*Problem description*
Rewrite the lines as a numbered list, leaving out any blank lines. Begin at the line that has "mark the rusty metal edge" and stop after the last line of the records.

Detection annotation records
○ ○ ○ ○ ○ ○ ○
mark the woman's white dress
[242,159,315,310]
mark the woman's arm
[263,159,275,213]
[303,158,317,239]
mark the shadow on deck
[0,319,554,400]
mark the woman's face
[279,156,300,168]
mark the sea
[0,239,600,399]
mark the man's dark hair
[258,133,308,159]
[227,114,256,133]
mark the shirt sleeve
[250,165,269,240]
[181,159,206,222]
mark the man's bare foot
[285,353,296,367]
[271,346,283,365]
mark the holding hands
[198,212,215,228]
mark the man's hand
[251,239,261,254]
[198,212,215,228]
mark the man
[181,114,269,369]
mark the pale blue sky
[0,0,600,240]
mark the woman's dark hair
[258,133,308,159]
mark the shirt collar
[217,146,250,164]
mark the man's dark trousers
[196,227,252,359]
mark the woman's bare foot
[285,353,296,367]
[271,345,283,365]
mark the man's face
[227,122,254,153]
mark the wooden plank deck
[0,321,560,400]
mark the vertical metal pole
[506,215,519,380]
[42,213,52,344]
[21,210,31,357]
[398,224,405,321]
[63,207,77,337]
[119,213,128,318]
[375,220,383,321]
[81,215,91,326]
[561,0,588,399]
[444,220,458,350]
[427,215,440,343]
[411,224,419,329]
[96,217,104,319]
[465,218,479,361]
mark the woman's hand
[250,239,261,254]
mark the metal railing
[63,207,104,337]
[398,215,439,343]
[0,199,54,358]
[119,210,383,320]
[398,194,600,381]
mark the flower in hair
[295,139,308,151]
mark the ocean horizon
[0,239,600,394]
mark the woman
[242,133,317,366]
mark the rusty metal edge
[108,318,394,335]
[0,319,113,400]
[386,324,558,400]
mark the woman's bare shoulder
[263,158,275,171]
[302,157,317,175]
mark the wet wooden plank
○ ○ ○ ○ ○ ○ ○
*Final result*
1. mark the rusty metal edge
2. [108,318,394,335]
3. [0,319,113,400]
4. [386,324,558,400]
5. mark the woman's bare shoulder
6. [263,158,275,171]
7. [302,157,317,175]
8. mark the wet wooden plank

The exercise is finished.